Recorded data:
<<<<
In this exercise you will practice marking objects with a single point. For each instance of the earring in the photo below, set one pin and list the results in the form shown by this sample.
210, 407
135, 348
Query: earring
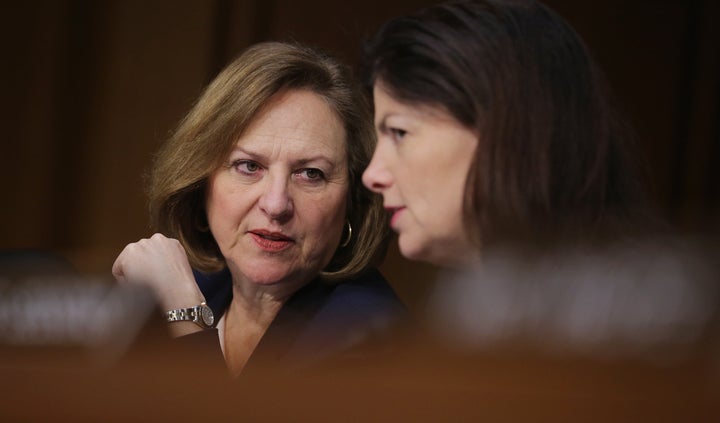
347, 241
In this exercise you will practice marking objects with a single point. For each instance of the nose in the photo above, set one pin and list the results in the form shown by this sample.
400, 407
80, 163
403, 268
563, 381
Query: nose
377, 177
275, 201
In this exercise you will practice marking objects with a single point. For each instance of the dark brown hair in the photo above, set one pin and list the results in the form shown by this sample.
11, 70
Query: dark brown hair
552, 158
204, 139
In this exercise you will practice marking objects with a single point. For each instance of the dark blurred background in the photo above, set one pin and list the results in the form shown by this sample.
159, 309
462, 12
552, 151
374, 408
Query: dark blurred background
92, 88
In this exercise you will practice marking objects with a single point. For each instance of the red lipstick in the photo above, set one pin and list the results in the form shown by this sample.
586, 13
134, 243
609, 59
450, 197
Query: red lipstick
271, 241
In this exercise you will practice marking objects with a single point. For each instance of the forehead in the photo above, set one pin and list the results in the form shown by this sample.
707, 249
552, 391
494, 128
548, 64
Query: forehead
296, 118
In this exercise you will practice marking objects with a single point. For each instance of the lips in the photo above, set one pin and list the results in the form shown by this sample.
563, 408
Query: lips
271, 241
395, 213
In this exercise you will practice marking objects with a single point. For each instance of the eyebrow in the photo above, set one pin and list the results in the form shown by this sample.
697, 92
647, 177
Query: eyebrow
300, 162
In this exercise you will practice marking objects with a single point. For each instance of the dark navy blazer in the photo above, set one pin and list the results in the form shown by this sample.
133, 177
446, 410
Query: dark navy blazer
321, 321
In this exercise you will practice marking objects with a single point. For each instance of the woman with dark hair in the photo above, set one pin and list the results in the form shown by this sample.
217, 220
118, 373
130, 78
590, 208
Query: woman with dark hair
494, 127
258, 196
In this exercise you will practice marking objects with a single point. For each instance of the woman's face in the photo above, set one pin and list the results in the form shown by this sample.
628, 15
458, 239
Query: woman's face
277, 206
420, 166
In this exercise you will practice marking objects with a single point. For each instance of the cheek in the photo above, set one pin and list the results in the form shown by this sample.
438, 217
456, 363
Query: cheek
326, 216
225, 207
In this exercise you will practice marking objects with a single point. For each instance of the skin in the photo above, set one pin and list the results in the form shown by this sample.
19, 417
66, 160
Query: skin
276, 209
420, 166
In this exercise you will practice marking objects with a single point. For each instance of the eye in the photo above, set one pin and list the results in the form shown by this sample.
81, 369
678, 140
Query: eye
397, 134
312, 174
246, 166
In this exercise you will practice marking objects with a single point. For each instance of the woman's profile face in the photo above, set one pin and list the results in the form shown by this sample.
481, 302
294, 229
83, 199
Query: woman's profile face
420, 166
277, 206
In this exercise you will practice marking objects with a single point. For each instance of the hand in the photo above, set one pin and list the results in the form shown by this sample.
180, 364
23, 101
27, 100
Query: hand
161, 264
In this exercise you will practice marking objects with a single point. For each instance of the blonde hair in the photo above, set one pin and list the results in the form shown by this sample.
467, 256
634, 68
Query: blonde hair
204, 139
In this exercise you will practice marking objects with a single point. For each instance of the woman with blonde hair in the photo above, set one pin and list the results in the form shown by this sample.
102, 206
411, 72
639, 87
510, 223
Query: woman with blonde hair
265, 231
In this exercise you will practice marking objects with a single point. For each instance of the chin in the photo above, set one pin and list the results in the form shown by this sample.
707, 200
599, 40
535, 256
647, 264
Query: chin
423, 252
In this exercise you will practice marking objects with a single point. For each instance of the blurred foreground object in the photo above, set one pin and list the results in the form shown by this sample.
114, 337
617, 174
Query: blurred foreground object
97, 320
654, 300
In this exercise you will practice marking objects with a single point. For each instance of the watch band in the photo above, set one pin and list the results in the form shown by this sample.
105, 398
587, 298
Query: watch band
201, 315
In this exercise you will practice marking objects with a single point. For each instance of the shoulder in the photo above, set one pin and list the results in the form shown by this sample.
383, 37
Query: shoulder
366, 295
353, 314
216, 288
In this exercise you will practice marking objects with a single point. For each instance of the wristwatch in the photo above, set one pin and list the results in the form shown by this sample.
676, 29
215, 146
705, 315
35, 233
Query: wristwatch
201, 315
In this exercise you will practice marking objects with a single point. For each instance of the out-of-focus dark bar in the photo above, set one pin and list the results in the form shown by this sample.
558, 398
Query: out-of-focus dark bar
93, 88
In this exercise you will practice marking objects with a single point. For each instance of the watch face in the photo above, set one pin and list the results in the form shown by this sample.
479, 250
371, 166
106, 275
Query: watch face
207, 316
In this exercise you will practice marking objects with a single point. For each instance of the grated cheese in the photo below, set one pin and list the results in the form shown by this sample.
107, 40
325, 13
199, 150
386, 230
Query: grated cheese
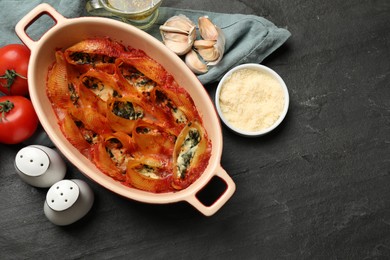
>>>>
What the exercise asks:
Are you able to set down all the lines above exactly, without any pictures?

Reply:
In this exercise you will practice marking objects with a single point. For each instance of the earring in the photo below, set one pin and list the results in the form shown by this sample.
210, 407
135, 348
Query: earring
347, 241
In this exercise you will practice marking objects with a single point. For each instance of the nose in the photo above, set one pin and list the results in the form shown by this sample.
400, 407
80, 163
403, 268
563, 381
Query: nose
377, 177
275, 201
In this exercise you will practice marking objects with a single point. For each instance of the dark brown hair in the photo above, set one pin and list the results in the form shown by this sample.
11, 70
Query: dark brown hair
552, 158
204, 139
In this exercise you will practice marking objects with a single point. For each instance of the dark blurred background in the photo above, set one pin and list the results in the form shown by this sample.
159, 309
462, 12
552, 151
374, 408
Query: dark blurred background
92, 88
In this exercise you will practice marking objects with a single point. For each instance of the red lipstick in the photo above, set one pin and list the results in the form shown by this sample.
586, 13
134, 243
609, 59
450, 197
Query: red lipstick
271, 241
In this exercise you will practice marking objects with a single point. For each instance of the forehead in the photo above, set one pin and list the results in the form shown by this sample.
707, 249
552, 391
494, 128
548, 64
Query: forehead
296, 118
In this exercise you will practice marking objects with a single point. For each instance of the lips in the photo above, set one pin and list the results in the form shown by this sample.
563, 408
Query: lips
271, 241
395, 213
In this exercise you will practice marking objects with a single point. For each instance of the eyebrow in the photo above, set one pin and list the results in the form shown by this sample.
697, 92
647, 177
Query: eyebrow
300, 162
In this exercise you will practice marking objects with a single point. For each instance of the dark navy blazer in the photo above, set one pin and list the results in the form shown by this sample.
133, 177
446, 410
Query: dark navy blazer
321, 321
In this exercise you will practice marking objects with a single point. For each instance of the woman with dark hair in the photo above, set one pin and list the results in the form shown by this sample.
217, 220
118, 373
130, 78
590, 208
Query: woman with dark hair
494, 127
258, 196
In this exercise you will practice marking objects with a single point. For each instance of the woman's face in the photo above, set one pin and list the results in the form shown by this sample.
628, 15
458, 239
Query: woman's face
277, 206
420, 166
In this exercise you will practice marking objects with a single point. For each instance of the cheek in the photo above, set one pin and list the results in the form shown by this sample.
438, 217
456, 363
Query: cheek
326, 216
225, 207
In this exercise you will practice marking objects with a single point. For each instance of the skin in the photo above, set one pin and list the results in the form shown by this sample.
19, 417
66, 160
Query: skin
276, 209
420, 166
In this exercise you will practice marking objects with a single point. For each instance of the eye in the photo above, set one pin and list the results in the form shown by this sample.
81, 369
678, 140
Query: eye
397, 134
312, 174
246, 166
In this exercise you will practice marking objects with a single point. For each instance of the woman's profile face in the photo above, set one pin and list the results in the form shown by this sample.
481, 302
294, 229
83, 199
Query: woman's profile face
420, 166
277, 206
In this exercise you will practice marking objects with a single point. For each instance of the hand in the photo above, set one pin and list the results in the form shown by this sample.
180, 364
23, 101
27, 100
Query: hand
161, 264
In this exercise you will practice marking objects with a single point. For each instance of the blonde hair in the photo above, set one pin and list the results in the form shown by this sample.
467, 256
634, 68
Query: blonde hair
204, 139
In this exercise you will practice marking objects with a single point. For each instance of the woman with blonde hair in the photo above, set one pin and list the results in the form shown by this sample.
102, 206
411, 72
639, 87
510, 223
Query: woman with blonde hair
265, 231
In this exercise you will practice marking objects with a single point. For each instance of the chin in the photo above, set one pin and list the results in the form shown by this sample.
707, 200
599, 40
535, 256
647, 264
Query: chin
423, 252
In this exercise you will practice marking objects with a single point. For each instance of the blurred foreground object in the photo above, set one pin and list the results in the form shown by this sample.
114, 337
617, 174
Query: blurred foreground object
97, 320
654, 300
In this exercise you will practice marking objects with a single point. For each instance of the watch band in the photo above, set one pin and list the results in the form shown by this sample.
105, 398
587, 298
Query: watch band
201, 315
In this exercise you will practice marking objects with a single point. For each instance of the shoulder in the photo above, set one pin and list the results in the form shown by this sample.
383, 37
Query: shoulder
366, 295
353, 314
216, 288
In this exercise you will practice marking objects with a single point. For each instance of the wristwatch in the photo above, set one pin and list the results in the form shown by this sample.
676, 29
215, 146
705, 315
35, 233
Query: wristwatch
201, 315
In this exercise you will practice marking objects with a single point. For each instance of the out-of-focus dark bar in the photo above, set one pin and list the results in the form shown by this sample.
558, 398
Query: out-of-focus dark bar
93, 88
In this exercise you will practice marking objects with a single point. For each instance of the watch face in the photo above, set one pin and list the results in the form shown by this sample.
479, 250
371, 166
106, 275
Query: watch face
207, 316
In this exercise you will practice marking objects with a single point. For each instance of the grated cheese in the photo below, set one pin and list the results in the form shown by this sample.
107, 40
325, 13
199, 150
386, 230
Query: grated cheese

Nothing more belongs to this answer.